START Document text

Orbital characteristics
- Observation arc: 24 years 2024-12-03 (last obs)
- Semi-major axis: 12118000 km
- Eccentricity: 0.211
- Orbital period (sidereal): +287.0 days
- Mean anomaly: 169.9°
- Inclination: 28.23°
- Longitude of ascending node: 290.9°
- Argument of perihelion: 178.0°
- Satellite of: Jupiter
- Group: Himalia group

Physical characteristics
- Mean diameter: 4 km
- Apparent magnitude: 22.4
- Absolute magnitude (H): 16.18 (42 obs)

= Dia (moon) =

Outer moon of Jupiter

Dia /ˈdaɪ.ə/, also known as Jupiter LIII, is a prograde irregular satellite of Jupiter. Provisionally known as S/2000 J 11, it received its name on March 7, 2015. It is named after Dia, daughter of Deioneus (or Eioneus), wife of Ixion. According to Homer, she was seduced by Zeus in stallion form; Pirithous was the issue.

The satellite is one of several known small bodies in the Himalia group.

END Document text

• **What to work on**:
Please answer these questions using the text about Dia:
(a) What eccentricity is listed for Dia's orbit?
(b) What provisional designation did Dia have before it was named?
(c) On what date did Dia receive its name?

START Dataset records

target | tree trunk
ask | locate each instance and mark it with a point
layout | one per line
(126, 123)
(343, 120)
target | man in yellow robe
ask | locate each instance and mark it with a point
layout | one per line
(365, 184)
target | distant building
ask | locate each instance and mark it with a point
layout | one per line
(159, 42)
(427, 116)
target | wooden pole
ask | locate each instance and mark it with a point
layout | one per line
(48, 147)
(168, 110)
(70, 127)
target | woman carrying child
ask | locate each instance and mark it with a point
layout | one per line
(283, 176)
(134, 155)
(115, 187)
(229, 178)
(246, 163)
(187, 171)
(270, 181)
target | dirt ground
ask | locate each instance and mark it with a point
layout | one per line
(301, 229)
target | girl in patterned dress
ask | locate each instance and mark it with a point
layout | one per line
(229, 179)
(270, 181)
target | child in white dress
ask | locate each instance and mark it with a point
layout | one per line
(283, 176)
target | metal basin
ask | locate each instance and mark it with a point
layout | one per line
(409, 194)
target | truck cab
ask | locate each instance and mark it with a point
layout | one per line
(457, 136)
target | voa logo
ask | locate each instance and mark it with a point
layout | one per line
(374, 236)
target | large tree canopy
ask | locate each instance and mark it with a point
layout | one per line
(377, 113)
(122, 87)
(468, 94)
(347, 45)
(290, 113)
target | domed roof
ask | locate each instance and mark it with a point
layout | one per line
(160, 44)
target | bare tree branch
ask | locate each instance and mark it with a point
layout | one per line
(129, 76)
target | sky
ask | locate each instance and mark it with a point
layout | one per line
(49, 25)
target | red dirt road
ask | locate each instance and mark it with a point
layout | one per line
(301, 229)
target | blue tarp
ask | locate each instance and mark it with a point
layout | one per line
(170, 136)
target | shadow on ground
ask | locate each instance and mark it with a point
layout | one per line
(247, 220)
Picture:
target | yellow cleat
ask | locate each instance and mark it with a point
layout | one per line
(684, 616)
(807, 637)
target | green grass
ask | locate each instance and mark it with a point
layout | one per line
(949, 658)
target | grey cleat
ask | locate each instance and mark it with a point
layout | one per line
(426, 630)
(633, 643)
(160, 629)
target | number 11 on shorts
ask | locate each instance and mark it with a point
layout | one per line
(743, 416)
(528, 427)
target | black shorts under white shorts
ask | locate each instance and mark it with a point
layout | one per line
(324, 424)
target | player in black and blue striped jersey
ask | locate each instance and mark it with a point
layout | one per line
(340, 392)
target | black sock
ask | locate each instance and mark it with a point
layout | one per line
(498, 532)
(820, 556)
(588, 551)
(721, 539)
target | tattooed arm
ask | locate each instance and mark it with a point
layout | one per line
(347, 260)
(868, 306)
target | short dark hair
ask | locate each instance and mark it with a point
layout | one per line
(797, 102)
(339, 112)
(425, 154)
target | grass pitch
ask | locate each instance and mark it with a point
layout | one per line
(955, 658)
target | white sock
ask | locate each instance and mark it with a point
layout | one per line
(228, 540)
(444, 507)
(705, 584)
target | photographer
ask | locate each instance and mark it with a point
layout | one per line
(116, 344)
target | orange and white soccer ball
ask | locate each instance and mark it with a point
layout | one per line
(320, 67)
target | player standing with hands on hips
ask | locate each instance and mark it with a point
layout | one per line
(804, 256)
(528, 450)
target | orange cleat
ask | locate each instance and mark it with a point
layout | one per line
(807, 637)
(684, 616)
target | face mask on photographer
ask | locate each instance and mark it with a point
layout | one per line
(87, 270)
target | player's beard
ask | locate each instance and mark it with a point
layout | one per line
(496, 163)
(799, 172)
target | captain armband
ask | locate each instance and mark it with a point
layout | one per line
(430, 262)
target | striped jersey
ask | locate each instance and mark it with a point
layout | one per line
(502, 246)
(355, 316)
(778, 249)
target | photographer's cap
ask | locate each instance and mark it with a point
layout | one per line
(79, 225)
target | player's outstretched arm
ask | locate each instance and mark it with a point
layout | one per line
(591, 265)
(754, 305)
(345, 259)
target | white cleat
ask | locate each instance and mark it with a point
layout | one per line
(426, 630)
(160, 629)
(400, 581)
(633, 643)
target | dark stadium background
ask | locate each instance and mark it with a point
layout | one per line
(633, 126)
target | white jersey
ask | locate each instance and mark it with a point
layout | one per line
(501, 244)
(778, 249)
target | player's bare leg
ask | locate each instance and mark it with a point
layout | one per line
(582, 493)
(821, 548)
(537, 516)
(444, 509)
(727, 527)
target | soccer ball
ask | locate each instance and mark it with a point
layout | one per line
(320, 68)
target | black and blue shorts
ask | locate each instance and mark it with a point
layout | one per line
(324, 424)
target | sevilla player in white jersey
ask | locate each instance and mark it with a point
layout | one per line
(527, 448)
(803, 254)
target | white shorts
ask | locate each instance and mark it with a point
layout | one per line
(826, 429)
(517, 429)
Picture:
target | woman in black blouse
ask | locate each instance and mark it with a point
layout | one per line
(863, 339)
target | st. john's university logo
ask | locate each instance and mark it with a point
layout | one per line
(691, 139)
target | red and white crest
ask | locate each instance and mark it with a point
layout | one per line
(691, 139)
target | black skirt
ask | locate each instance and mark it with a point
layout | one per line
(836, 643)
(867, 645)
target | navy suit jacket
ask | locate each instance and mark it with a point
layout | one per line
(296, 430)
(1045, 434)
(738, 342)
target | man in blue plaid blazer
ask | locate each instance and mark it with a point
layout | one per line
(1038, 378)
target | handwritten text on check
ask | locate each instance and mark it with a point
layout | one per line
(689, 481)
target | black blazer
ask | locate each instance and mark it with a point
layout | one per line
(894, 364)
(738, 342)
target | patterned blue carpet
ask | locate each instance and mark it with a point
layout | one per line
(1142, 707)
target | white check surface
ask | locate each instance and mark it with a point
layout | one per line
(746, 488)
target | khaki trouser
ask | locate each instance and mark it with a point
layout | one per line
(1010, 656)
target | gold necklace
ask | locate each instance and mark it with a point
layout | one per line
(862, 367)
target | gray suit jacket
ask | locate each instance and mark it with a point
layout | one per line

END Dataset records

• **Your response**:
(a) 0.211
(b) S/2000 J 11
(c) March 7, 2015